Task instructions
1) What default minimum file size does the configuration guide give for images?
2) Reproduce the part of the configuration guide starting with "Module-Specific Configuration" and going on through "(None for all)".

Excerpted passage
2. Environment Variables

Set system-wide defaults:

# Data paths
export PRISMH_DATA_DIR="/path/to/default/data"
export PRISMH_OUTPUT_DIR="/path/to/default/results"

# Model configuration
export PRISMH_MODEL_PATH="/path/to/simclr/model.pt"
export PRISMH_DEVICE="cuda"

# Processing parameters
export PRISMH_BATCH_SIZE="64"
export PRISMH_NUM_WORKERS="4"

3. Configuration Files

Create YAML configuration files for complex setups:

# config/preprocessing.yaml
preprocessing:
  ccthreshold: 0.9
  outlier_distance: 0.68
  sample_size: 10000
  quality_thresholds:
    dark_threshold: 13
    blur_threshold: 50

# config/simclr.yaml
simclr:
  model:
    base_model: "resnet50"
    output_dim: 128
    pretrained: true
  training:
    batch_size: 32
    learning_rate: 0.001
    epochs: 100
    temperature: 0.5

# config/extraction.yaml
extraction:
  batch_size: 64
  num_workers: 4
  device: "auto"
  image_size: 224

4. Python Configuration

Direct configuration in Python code:

from prismh.core.preprocess import ImagePreprocessor
from prismh.config import Config

# Using configuration objects
config = Config({
    'preprocessing': {
        'ccthreshold': 0.85,
        'outlier_distance': 0.70
    },
    'extraction': {
        'batch_size': 32,
        'device': 'cuda'
    }
})

# Initialize with configuration
preprocessor = ImagePreprocessor(
    input_dir="data/images",
    output_dir="results",
    **config.preprocessing
)

Module-Specific Configuration

Preprocessing Configuration

Core Parameters

Parameter Type Default Range Description
ccthreshold float 0.9 0.0-1.0 Similarity threshold for duplicate detection
outlier_distance float 0.68 0.0-1.0 Distance threshold for outlier detection
sample_size int None >0 Number of images to process (None for all)

Quality Thresholds

Parameter Type Default Description
dark_threshold int 13 Mean brightness threshold for dark images
blur_threshold int 50 Variance threshold for blur detection
min_file_size int 1024 Minimum file size in bytes

Example Configuration

# Conservative settings (higher quality)
conservative_config = {
    'ccthreshold': 0.95,        # Very strict duplicate detection
    'outlier_distance': 0.60,   # More aggressive outlier removal
    'dark_threshold': 20,       # Higher brightness requirement
    'blur_threshold': 100       # Stricter blur detection
}

# Permissive settings (keep more images)

Dataset entries
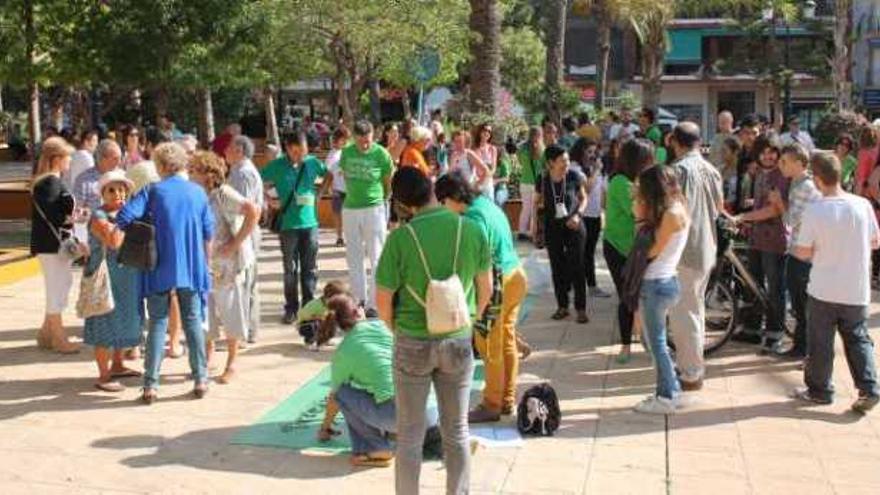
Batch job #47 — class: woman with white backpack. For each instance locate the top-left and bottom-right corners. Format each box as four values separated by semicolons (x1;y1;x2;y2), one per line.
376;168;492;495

...

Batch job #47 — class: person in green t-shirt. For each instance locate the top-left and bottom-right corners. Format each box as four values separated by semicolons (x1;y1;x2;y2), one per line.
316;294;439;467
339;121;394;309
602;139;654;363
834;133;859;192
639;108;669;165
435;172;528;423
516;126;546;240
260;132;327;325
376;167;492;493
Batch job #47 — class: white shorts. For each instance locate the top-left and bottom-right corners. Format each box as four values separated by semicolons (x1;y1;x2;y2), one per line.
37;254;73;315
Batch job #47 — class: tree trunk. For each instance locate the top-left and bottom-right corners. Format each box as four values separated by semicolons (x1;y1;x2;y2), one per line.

Correct answers
1) 1024 bytes.

2)
Module-Specific Configuration

Preprocessing Configuration

Core Parameters

Parameter Type Default Range Description
ccthreshold float 0.9 0.0-1.0 Similarity threshold for duplicate detection
outlier_distance float 0.68 0.0-1.0 Distance threshold for outlier detection
sample_size int None >0 Number of images to process (None for all)